(Brief 1):
According to the retail earnings article, how much did Macy's shares rise on Thursday?
(Brief 2):
Reproduce the part of the retail earnings article that opens with the words containing "Yet, the New" and closes with "financials were released.".

(Source document):
"""

U.S. retailers’ results cloud holiday outlook
Stressed shoppers being more choosy
Major retailers reported mixed performances this week for the third quarter, illustrating how volatile the exit has been from a pandemic.
On Thursday, Macy’s reported its sales and profit slid in the quarter as the department store chain stepped up discounts amid a pullback from shoppers stung by inflation.
Yet, the New York Citybased company topped Wall Street expectations and raised its earnings outlook, partly because of better credit card revenue. Shares of Macy’s Inc. rose 15% to close at $22.67 on Thursday after its quarterly financials were released.
Shares of rival Kohl’s Corp., meanwhile, rose 5.5% to $31.42 after the retailer withdrew its earnings outlook Thursday amid volatile spending, an uncertain economic environment and a CEO transition. Like Macy’s, it reported a drop in sales and profit, but beat Wall Street expectations.

"""

(Saved entries)

"""

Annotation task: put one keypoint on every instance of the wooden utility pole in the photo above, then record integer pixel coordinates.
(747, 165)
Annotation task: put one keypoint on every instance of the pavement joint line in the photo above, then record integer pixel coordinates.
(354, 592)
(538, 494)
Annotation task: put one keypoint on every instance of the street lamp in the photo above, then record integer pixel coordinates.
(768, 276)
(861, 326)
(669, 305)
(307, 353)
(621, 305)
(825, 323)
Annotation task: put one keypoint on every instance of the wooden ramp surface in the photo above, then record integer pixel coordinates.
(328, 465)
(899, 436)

"""

(Expected answer 1):
Macy's shares rose 15%, closing at $22.67.

(Expected answer 2):
Yet, the New York Citybased company topped Wall Street expectations and raised its earnings outlook, partly because of better credit card revenue. Shares of Macy’s Inc. rose 15% to close at $22.67 on Thursday after its quarterly financials were released.